**Extracted data:**
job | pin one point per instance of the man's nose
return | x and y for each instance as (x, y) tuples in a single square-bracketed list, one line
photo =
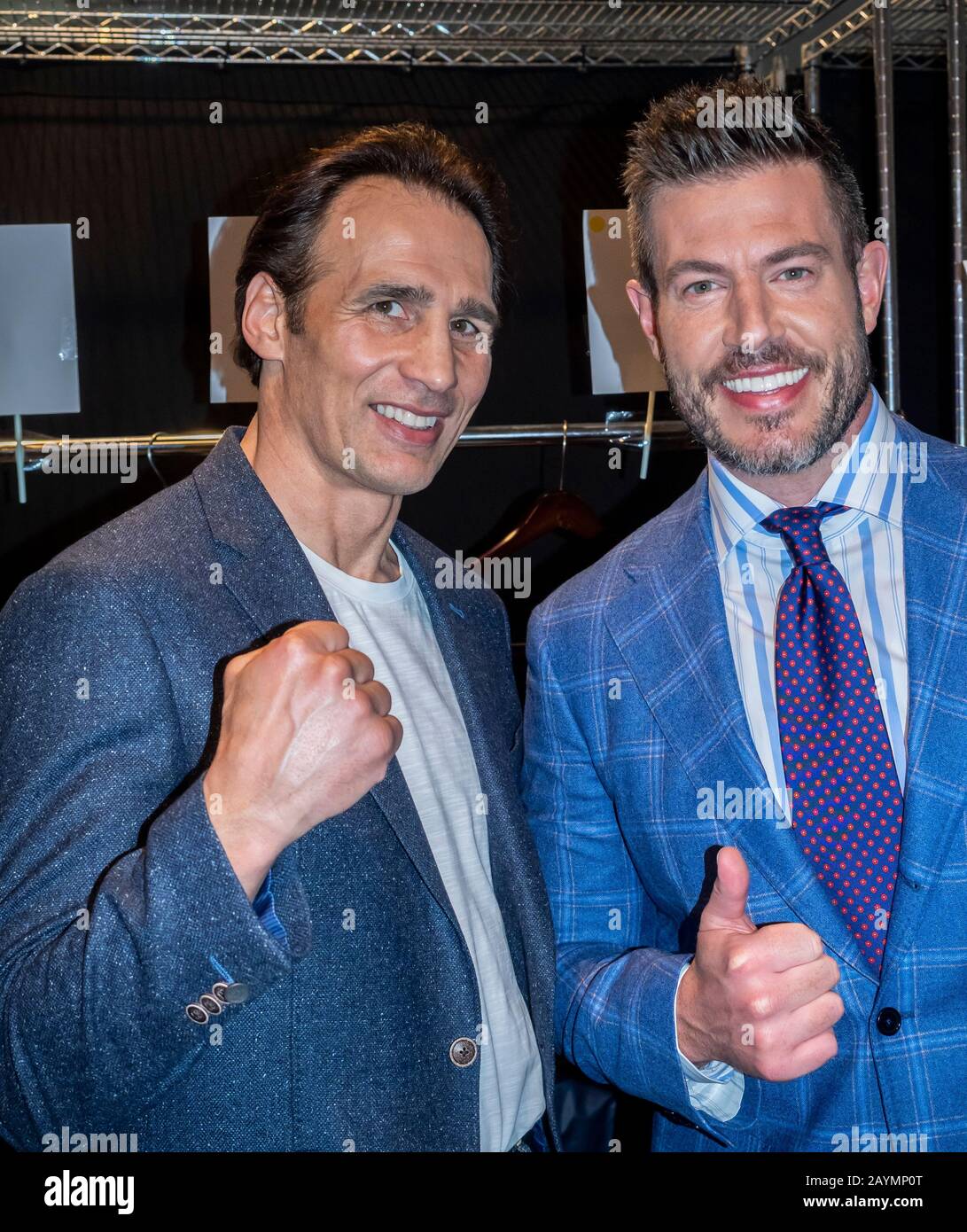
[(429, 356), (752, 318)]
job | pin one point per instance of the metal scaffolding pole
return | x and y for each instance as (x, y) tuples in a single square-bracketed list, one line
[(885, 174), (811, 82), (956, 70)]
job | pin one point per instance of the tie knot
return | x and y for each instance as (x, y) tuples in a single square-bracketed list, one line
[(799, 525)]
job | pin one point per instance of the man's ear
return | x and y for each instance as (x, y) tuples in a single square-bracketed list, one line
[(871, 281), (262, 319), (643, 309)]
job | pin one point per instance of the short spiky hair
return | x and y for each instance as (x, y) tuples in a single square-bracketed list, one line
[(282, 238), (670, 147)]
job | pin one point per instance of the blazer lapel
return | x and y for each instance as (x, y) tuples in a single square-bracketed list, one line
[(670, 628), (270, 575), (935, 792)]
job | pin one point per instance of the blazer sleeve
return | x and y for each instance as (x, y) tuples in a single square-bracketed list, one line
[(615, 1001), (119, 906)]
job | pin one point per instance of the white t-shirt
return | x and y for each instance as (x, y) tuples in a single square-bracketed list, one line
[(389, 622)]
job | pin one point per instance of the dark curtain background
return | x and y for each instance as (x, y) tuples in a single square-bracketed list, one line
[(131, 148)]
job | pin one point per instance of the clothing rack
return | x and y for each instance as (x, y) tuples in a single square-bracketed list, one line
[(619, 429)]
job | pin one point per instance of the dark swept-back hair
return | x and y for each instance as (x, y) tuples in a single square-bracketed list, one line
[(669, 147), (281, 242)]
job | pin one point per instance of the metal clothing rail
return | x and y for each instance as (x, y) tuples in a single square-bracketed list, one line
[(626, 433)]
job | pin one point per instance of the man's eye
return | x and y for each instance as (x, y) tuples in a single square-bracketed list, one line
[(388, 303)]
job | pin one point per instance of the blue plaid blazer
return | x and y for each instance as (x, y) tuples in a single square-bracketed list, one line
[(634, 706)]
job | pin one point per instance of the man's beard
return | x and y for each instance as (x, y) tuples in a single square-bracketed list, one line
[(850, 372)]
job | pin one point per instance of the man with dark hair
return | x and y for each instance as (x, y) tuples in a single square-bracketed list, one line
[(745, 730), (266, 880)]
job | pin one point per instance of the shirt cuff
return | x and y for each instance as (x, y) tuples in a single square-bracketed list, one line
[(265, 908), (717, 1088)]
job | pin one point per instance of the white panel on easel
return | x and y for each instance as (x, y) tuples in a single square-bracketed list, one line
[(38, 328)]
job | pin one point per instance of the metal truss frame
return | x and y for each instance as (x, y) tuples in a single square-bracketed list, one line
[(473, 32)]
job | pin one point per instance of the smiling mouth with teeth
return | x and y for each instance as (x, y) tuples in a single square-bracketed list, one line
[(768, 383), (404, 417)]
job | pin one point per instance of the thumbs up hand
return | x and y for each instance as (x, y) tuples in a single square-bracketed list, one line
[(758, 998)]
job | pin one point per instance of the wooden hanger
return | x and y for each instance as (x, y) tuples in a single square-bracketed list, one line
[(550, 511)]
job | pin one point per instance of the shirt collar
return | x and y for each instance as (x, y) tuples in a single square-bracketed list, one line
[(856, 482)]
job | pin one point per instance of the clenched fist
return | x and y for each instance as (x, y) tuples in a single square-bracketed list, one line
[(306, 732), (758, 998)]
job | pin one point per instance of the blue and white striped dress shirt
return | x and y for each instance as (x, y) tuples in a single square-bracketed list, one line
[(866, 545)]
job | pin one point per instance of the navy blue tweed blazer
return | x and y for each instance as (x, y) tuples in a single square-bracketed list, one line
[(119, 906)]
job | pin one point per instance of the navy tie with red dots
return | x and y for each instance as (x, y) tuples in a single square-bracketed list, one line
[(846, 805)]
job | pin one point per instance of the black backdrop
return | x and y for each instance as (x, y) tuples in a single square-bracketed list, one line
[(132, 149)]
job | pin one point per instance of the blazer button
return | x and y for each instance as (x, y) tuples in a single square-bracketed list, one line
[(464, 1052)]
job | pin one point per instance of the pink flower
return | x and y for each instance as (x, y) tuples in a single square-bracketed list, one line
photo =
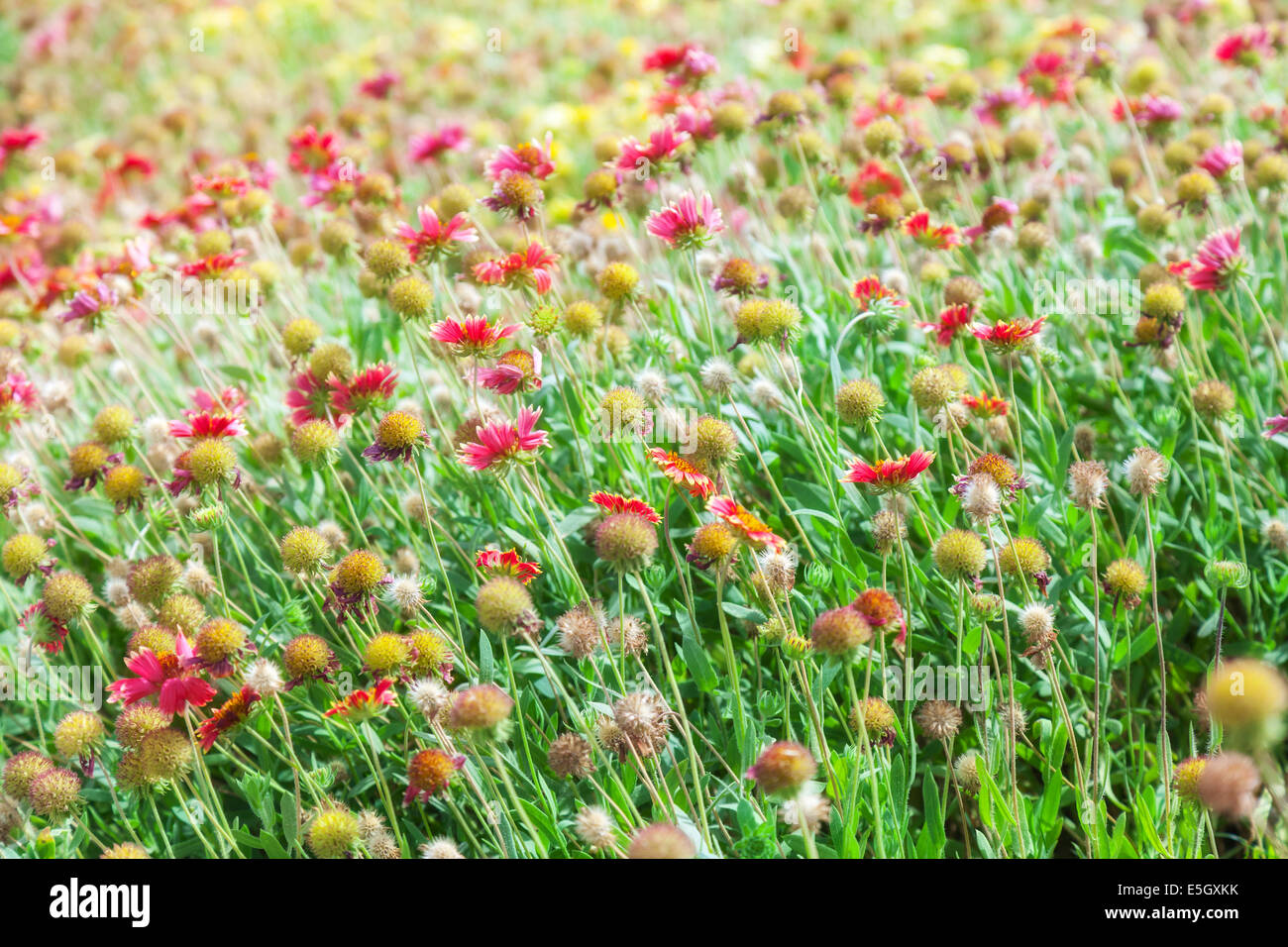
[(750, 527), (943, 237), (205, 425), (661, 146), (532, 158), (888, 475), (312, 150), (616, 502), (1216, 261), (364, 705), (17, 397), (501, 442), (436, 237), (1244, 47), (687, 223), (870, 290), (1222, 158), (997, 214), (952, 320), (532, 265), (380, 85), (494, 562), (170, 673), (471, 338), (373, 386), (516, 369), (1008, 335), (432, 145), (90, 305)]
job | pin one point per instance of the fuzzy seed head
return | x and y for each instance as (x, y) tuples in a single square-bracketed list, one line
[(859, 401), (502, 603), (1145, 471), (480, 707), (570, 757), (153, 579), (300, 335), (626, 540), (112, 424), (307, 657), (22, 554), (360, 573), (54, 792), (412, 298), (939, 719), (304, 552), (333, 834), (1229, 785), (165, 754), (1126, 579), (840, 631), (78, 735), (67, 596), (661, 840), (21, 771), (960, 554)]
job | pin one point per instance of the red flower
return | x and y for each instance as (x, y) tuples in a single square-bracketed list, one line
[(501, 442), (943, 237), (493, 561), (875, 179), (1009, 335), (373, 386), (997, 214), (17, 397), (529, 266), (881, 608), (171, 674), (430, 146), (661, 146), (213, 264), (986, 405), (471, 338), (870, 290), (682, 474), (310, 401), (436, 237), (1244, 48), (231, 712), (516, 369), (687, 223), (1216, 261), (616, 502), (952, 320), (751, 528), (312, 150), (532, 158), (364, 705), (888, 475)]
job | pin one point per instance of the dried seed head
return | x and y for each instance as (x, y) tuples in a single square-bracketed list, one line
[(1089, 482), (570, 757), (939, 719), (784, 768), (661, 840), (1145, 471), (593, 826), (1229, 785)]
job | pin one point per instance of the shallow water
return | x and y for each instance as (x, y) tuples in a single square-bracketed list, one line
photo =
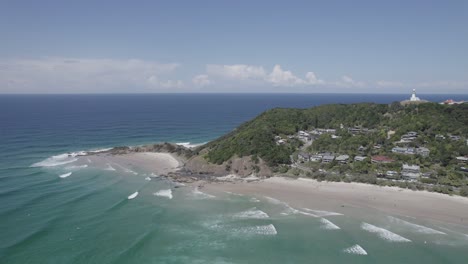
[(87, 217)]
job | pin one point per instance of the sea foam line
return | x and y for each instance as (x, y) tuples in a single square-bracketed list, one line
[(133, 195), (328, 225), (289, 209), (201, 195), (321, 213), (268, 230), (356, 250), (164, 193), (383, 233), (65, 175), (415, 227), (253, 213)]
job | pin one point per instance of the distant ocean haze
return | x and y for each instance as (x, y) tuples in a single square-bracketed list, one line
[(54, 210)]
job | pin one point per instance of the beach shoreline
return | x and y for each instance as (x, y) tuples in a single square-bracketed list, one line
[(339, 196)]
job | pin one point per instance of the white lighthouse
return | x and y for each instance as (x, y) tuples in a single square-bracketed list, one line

**Task:** Please extract every line of the records above verbatim, leaving the pictures out of your answer.

**Response to this task:**
job | pin one point per instance of the man's nose
return | x and y for each instance as (x, y) tuples in a single square-bracketed list, one line
photo =
[(429, 356), (752, 318)]
job | pin one point per instance of the metal scaffolding pole
return | x and y for each instance as (x, y) tuples in a single square-bracketed list, one line
[(885, 174), (811, 82), (956, 70)]
job | pin one point per instance of the tie knot
return | x and y for each instance as (x, y) tuples in a single square-bracketed list, one line
[(799, 525)]
job | pin one point per instance of the man's ear
return | x and y for each instance as (x, y) tuples in a single square-bracketed list, one line
[(871, 281), (262, 319), (643, 309)]
job | pin one point per instance of the short spiky hair
return | x and y for each instance as (x, y) tuples in a single square-bracketed list, one line
[(282, 238), (670, 147)]
job | pin one point per instance of the blazer lapel
return | x and y for each instance as (x, y) tuples in a single square-bracketed list, one line
[(670, 628), (270, 575), (935, 792)]
job | pin one point per instance of the blazer sleeve
return | x and y for each instance as (x, y) tuples in a single square-bracketed list, one line
[(615, 1001), (119, 906)]
job | pin one point per instance of the white t-shirt
return | x and y for each instance as (x, y) tuples in a single square-bracketed list, one line
[(389, 622)]
job | pin one point per instance of the dark curtain background
return | x and y for each instance as (x, y) tuples in a single square-bracketed list, one line
[(131, 148)]
job | pin one point per instance of the clothing rack
return | x and y for each instance as (x, y) tuples in a single square-bracketed list, one line
[(619, 429)]
job | pin one point per instance of the dark swept-back hair
return | x and y for each instance as (x, y) tuples in a single square-bracketed list, one line
[(669, 147), (281, 242)]
job | pin one point per instance of the metal clothing rail
return | x and y for each instance as (x, y) tuples in a single square-bracketed list, one line
[(626, 433)]
job | pin one point per instance of the man's eye
return | x and y for each instance as (x, y) tuples in a single square-bracketed list, one line
[(388, 303)]
job | pin one point per instance of the blue plaid blazer
return | x and y for each instance as (x, y) tuples in a single square-bracketed list, one line
[(634, 706)]
job | pin one point per instance of the man's beard
return | x and y for each instance as (x, y) tuples in a single square-bracketed list, one line
[(850, 372)]
job | pin one point per instance of the man with dark hair
return | x and y for each instance as (x, y) tuples in a single square-bracketed list, one line
[(745, 730), (266, 880)]
job | pin one point per instance of the shirt cuff
return | x and y for each instance as (x, y) tuples in a single square-bracketed list, one line
[(265, 908), (717, 1088)]
job | pin one point per instance of the white panel on easel
return | x and y for each instance as (x, y) tuples in a single square-bracketed list, one line
[(38, 328)]
job | pin one point per instance of the metal truss frame
return | x and y for each instance as (x, y) tuples in a single square-bracketed list, one line
[(473, 32)]
job | pin one point per instance of the smiling mouth with teeth
return | x and y for each instance as (x, y) tuples in a single square-bracketed list, one line
[(768, 383), (404, 417)]
job | pin one point per instance of the thumbs up hand
return | x and y for each instance as (x, y) tuples in a single square-bracketed list, one line
[(758, 998)]
job | pin one point per instance of the wooden hanger
return | x and y for each instance as (x, y) tuples in a single square-bracketed list, one line
[(550, 511)]
job | pin one point per instance of the shirt collar
return | x and y for each instance as (x, y) tuples in a single square-bracketed list, one line
[(856, 482)]
job | pin one point per instance of the clenched fist
return | x and y for each instance as (x, y) tuples in a single square-bracketed list, one line
[(306, 732), (758, 998)]
job | pin one point per instance of the blue and white striped dress shirt
return | x and y for each instance as (x, y) tuples in a single square-bracketed list, one line
[(866, 545)]
job | pin one point per instance of the navy blue tweed blazer
return | x and y for each instance as (x, y) tuples in a single square-bracketed list, one line
[(119, 906)]
job | pin one point per instance of the navy tie with red dots
return | x and y for each instance as (x, y) tuples in a single square-bracketed list, one line
[(846, 805)]
job | pin one point per instance of the black backdrop
return | x and y for each instance as (x, y) tuples in a single square-bracketed list, one line
[(132, 149)]
job | pin one point per instance of the blazer button
return | x and y for each instance as (x, y) tuples in a single square-bracketed list, one line
[(464, 1052)]
job | pin one point per instance of the pink flower
return | x and y for each instance as (x, y) tuples in a single square-bracketed list, one line
photo =
[(750, 527), (943, 237), (205, 425), (661, 146), (532, 158), (888, 475), (312, 150), (616, 502), (1216, 261), (364, 705), (17, 397), (501, 442), (436, 237), (1244, 47), (687, 223), (870, 290), (1222, 158), (997, 214), (952, 320), (532, 265), (380, 85), (494, 562), (170, 673), (471, 338), (373, 386), (516, 369), (1008, 335), (432, 145), (90, 305)]
job | pin one point per instance of the fuzzy seed head
return | x and y for each instance as (x, y) tuples in a single square-bracketed list, one line
[(859, 401), (502, 603), (1145, 471), (480, 707), (570, 757), (153, 579), (300, 335), (626, 540), (112, 424), (307, 657), (22, 554), (360, 573), (54, 792), (412, 298), (939, 719), (304, 552), (333, 834), (1229, 785), (165, 754), (1126, 579), (840, 631), (78, 735), (67, 596), (661, 840), (21, 771), (960, 554)]
job | pin one point per instance of the red flower
return | x and y for each instance as (x, y) tuples in a single square-bracketed list, one line
[(501, 442), (943, 237), (493, 561), (875, 179), (1009, 335), (373, 386), (997, 214), (17, 397), (529, 266), (881, 608), (171, 674), (430, 146), (661, 146), (213, 264), (986, 405), (471, 338), (870, 290), (682, 474), (310, 401), (436, 237), (1244, 48), (231, 712), (516, 369), (687, 223), (1216, 261), (616, 502), (952, 320), (751, 528), (312, 150), (532, 158), (364, 705), (888, 475)]
job | pin one point per instance of the dried seed head
return | x and y for each instance as (x, y) tuples in a single square-bracketed list, one line
[(1089, 482), (570, 757), (939, 719), (784, 768), (661, 840), (1145, 471), (593, 826), (1229, 785)]
job | pin one point per instance of the shallow water
return | x and y for each instance as (x, y) tuples in a single square-bracketed list, one line
photo =
[(87, 217)]
job | pin one point per instance of the sea foam line
return | x and y for each instance as (x, y) tuples in a single square-bracketed list, one line
[(133, 195), (328, 225), (289, 209), (201, 195), (321, 213), (268, 230), (356, 250), (164, 193), (383, 233), (65, 175), (415, 227), (253, 213)]
job | pin one point per instance of the distant ocean haze
return | x and y for each instance as (x, y) tuples in a single square-bracketed list, one line
[(54, 210)]
job | pin one point per instance of the beach shoreline
return | x and y for each instance as (x, y) tuples in a single square-bracketed list, one line
[(339, 196)]
job | pin one point per instance of the white lighthouse
return | x and y for each instance as (x, y) tuples in a single square-bracketed list, one line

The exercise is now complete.